● Document section

○ ○ ○

TextGraphs

<!–- Stable –> Dev Build Status Coverage

Introduction

TextGraphs.jl offers Graphs representations of Text, along with natural language proccessing (NLP) functionalities.

It is inspired by SpeechGraphs(https://repositorio.ufrn.br/jspui/handle/123456789/23273), which transform text into graphs. TextGraphs.jl novel features include graph properties (e.g. centrality) and latent space embeddings (adding latent semantic information to graphs).

Julia uses multiple dispatching, focusing on modular functions and high-performance computing. There's a previous object-oriented Python implementation by github/facuzeta.


Quick introduction

Check the documentation for further information.

Install

Install with Pkg.

pkg>add TextGraphs

You should also have R and package udpipe available.

$sudo apt install r-base
$sudo Rscript -e 'install.packages("udpipe")'

Features

Graph types

You can build the following graphs from text (AbstractString):

Raw

  • Naive (naive_graph) uses the original sequence of words.
  • Phrases Graph(phrases_graph): Uses the original sequence of phrases.

POS, Stems and Lemmas

  • Stem (stem_graph) uses stemmed words.
  • Lemma (lemma_graph): Uses lemmatized words.
  • Part of Speech Graph (POS, pos_graph) uses syntactical functions.

Latent space embeddings

  • Latent space embedding (LSE, latent_space_graph) graphs.

Properties

You can obtain several properties of the graphs:

Direct measures graph_props returns values of density, # of self loops, # of SCCs, size of largest SCC, and mean centrality (betweeness, closeness and eigenvector methods).

Erdős–Rényi ratios rand_erdos_ratio_props returns values of density and mean centrality ratios between the graph and a random Erdõs-Rényi graph with identical number of vertices and edges.

Usage

julia>using TextGraphs  
julia>naive_graph("Sample for graph")  
{3, 2} directed Int64 metagraph with Float64 weights defined by :weight (default weight 1.0)  
julia>stem_graph("Sample for graph";snowball_language="english") # Optional keyword argument  
{3, 2} directed Int64 metagraph with Float64 weights defined by :weight (default weight 1.0)  
julia> graph_props(naive_graph("Sample for graph"))
Dict{String, Real} with 7 entries:
  "mean_close_centr"        => 0.388889
  "size_largest_scc"        => 1
  "num_strong_connect_comp" => 3
  "density"                 => 0.333333
  "num_self_loops"          => 0
  "mean_between_centr"      => 0.166667
  "mean_eig_centr"          => 0.333335

Plot

using GraphMakie , GLMakie

g = naive_graph("Colorless green ideas sleep furiously")

○ ○ ○

● Exercise requirements
**1)** Which R package does the TextGraphs.jl readme say must be available?
**2)** List every function name the TextGraphs.jl readme gives for building a graph from text.
**3)** Pick up the TextGraphs.jl readme after its last line and keep writing it.

● Extracted data
○ ○ ○

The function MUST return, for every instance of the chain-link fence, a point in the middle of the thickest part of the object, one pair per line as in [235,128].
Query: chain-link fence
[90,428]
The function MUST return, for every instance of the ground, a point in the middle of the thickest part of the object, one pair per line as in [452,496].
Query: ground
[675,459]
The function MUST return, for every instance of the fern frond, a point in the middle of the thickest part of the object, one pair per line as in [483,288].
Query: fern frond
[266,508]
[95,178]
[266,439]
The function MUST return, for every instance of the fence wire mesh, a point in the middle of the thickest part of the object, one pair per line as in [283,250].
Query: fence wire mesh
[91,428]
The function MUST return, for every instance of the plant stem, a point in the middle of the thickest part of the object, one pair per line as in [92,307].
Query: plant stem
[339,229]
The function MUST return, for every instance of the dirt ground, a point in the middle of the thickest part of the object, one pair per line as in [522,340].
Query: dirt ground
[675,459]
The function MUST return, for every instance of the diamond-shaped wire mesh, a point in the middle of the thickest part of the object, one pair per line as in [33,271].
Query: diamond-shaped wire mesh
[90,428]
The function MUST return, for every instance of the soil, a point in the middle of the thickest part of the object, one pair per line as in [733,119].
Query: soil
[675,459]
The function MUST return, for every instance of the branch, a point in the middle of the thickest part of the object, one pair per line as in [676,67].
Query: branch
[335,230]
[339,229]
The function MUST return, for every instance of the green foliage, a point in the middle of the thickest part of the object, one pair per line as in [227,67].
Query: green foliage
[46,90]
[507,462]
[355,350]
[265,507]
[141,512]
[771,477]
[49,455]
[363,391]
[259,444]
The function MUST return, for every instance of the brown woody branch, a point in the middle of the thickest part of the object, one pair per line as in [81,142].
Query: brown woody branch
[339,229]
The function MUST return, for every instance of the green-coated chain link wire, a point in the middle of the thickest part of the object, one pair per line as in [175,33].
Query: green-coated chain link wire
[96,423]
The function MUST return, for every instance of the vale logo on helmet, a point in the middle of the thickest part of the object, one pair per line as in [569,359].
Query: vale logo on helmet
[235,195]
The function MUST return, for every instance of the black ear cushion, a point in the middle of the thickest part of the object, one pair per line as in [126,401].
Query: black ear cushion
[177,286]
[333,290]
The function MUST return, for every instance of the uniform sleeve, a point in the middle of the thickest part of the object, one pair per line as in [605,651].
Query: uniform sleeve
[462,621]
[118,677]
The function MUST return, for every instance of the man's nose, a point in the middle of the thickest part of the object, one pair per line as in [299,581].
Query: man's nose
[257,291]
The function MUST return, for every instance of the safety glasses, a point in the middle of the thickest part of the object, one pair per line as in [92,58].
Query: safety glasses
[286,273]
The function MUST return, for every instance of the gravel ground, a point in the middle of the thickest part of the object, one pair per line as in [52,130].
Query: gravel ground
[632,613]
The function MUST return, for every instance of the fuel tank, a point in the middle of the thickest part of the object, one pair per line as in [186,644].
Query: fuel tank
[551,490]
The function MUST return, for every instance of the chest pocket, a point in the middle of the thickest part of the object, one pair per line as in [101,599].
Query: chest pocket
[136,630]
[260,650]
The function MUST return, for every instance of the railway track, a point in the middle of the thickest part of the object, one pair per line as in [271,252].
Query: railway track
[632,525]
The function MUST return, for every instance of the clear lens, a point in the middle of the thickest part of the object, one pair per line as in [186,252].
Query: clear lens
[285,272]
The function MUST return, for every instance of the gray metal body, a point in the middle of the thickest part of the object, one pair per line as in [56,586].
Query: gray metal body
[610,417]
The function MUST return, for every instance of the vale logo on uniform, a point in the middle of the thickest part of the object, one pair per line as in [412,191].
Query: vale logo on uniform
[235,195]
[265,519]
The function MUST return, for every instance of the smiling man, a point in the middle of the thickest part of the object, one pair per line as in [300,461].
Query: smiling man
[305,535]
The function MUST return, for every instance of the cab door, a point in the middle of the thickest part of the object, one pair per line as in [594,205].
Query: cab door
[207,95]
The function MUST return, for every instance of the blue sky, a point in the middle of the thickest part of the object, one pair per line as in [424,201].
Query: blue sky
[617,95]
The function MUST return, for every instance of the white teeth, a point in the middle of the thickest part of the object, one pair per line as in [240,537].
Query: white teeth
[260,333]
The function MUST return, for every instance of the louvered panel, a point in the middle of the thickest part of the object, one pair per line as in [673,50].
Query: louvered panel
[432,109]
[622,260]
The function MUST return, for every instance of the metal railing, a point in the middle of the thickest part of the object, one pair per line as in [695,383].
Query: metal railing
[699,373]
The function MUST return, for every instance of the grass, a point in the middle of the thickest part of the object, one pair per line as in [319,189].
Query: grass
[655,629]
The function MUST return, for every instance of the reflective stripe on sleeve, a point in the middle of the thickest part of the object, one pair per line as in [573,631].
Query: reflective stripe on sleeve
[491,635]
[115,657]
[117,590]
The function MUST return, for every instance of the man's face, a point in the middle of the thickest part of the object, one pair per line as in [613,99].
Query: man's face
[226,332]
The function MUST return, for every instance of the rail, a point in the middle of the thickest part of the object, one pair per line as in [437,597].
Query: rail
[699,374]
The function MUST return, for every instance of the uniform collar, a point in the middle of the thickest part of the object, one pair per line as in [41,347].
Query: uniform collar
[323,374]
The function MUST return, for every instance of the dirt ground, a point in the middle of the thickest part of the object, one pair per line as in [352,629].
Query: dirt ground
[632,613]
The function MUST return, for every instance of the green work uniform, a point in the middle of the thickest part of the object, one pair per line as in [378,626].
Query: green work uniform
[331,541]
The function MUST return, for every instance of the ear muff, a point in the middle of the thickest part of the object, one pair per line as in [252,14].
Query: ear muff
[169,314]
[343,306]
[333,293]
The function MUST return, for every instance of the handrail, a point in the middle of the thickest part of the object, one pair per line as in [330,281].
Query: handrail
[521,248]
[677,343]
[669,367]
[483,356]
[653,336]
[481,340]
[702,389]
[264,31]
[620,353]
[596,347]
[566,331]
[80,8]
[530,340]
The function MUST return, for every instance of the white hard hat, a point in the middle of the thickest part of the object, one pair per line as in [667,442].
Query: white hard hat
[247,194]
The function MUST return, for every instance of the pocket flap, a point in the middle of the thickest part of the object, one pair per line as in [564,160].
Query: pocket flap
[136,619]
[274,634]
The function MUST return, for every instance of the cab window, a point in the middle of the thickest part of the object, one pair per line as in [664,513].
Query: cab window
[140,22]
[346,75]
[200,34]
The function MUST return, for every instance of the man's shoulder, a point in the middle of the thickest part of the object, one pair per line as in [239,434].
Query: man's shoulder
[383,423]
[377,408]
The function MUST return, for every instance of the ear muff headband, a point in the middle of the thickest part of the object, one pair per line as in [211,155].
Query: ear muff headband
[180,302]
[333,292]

○ ○ ○

● Outputs for the tasks
**1)** udpipe

**2)** naive_graph, phrases_graph, stem_graph, lemma_graph, pos_graph, latent_space_graph

**3)**
stem_g = stem_graph("No meio do caminho tinha uma pedra tinha uma pedra no meio do caminho")

g_labels = map(x -> get_prop(naive_g,x,:token), collect(1:nv(naive_g)))
stem_g_labels = map(x -> get_prop(stem_g,x,:token), collect(1:nv(stem_g)))
graphplot(naive_g,nlabels=g_labels)
graphplot(stem_g,nlabels=stem_g_labels)

spec3_layout = Spectral(dim=3)
graphplot(naive_g,node_size=30,nlabels=g_labels,layout=spec3_layout)

<!–- Commenting out to debug doc CI on github

TextGraphs.add_prop_label_tokensMethod
add_prop_label_tokens(metagraph,metagraph_unique_tokens)

Add tokens as properties of nodes in a MetaGraph.

This function is used internally to attach word labels to each node. Unique tokens must have length equal to the number of vertices

source
TextGraphs.bypass_eigenvector_centralityMethod
bypass_eigenvector_centrality(g::Union{MetaDiGraph,SimpleGraph})

Calculate eigenvector centrality for each node in g.

This function returns an Array with either the eigenvector centrality values or missing. It is needed because LinAlg.jl.eigs seems to bear erratic behavior, sometimes returning vector bound error.

source
TextGraphs.erdos_graph_shortMethod
erdos_graph_short(g::MetaDiGraph)

Generate random Erdős–Rényi graph from MetaDiGraph.

Short version of erdos_renyi function that takes a MetaDiGraph instead of numebr of vertices and nodes.

source
TextGraphs.graph_propsMethod
graph_props(g::MetaDiGraph)

Calculate several properties for a MetaDiGraph.

This function returns a Dict with numeric values for density, # of self loops, # of SCCs, size of largest SCC, and mean centrality (betweeness, closeness and eigenvector methods)

source
TextGraphs.lemma_graphMethod
lemma_graph(my_text::AbstractString;text_language="english")

Build lemmatized graph from text (AbstractString) using R package udpipe.

Currently, supports portuguese and english corpora. Defaults language to "english". Any other value will set it to "portuguese".

source
TextGraphs.link_consecutiveMethod
link_consecutive(array_with_tokens)

Transform serialized tokens into a directed graph.

This function is used internally to build graphs from text. Each token has an unique node in the graph.

source
TextGraphs.mean_graph_centrsMethod
mean_graph_centrs(g::Union{MetaDiGraph,SimpleGraph})

Calculate mean values for centrality (betweeness, closeness and eigenvector methods).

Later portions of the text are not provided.